Exercise brief:
Rewrite the records below, switching every "pin" to "marker" and keeping everything else the same, and omit the pictures from your answer.

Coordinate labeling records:
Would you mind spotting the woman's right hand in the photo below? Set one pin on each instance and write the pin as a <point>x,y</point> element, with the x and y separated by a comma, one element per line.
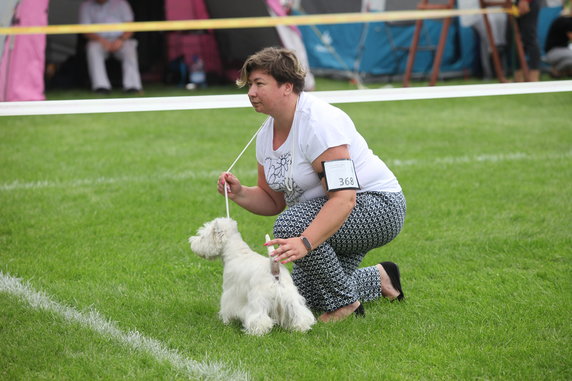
<point>231,182</point>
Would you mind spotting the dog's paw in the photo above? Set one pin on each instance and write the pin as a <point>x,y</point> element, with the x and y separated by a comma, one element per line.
<point>258,327</point>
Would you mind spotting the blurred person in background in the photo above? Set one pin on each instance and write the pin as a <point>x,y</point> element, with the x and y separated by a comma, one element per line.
<point>527,20</point>
<point>558,45</point>
<point>119,44</point>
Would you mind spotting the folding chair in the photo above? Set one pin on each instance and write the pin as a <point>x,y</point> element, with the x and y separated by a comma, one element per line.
<point>426,5</point>
<point>507,4</point>
<point>394,28</point>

Task result:
Would you mind spotting the woman's right hand in the photo below? Set one marker on each instance and write the marker as a <point>x,y</point> element, with the x and y separated by a comma, one element per line.
<point>231,182</point>
Would you mind spotting the dog's paw in the photo above? Set one marker on each instance and write the marker as a <point>x,y</point> element, with the x and y separated by a comma, one element per line.
<point>258,327</point>
Would you mind spotting the blurred person in background in the photo above? Set one marker on each instance and write the marker as a <point>x,y</point> element, with the x and y separated by a comma, one element per line.
<point>527,20</point>
<point>558,45</point>
<point>119,44</point>
Would you mind spotting the folding chair in the photo above? Set one marker on each instance and write the marker as a <point>x,y</point> element, with the x and y separated by a comma, one element per line.
<point>426,5</point>
<point>507,4</point>
<point>394,28</point>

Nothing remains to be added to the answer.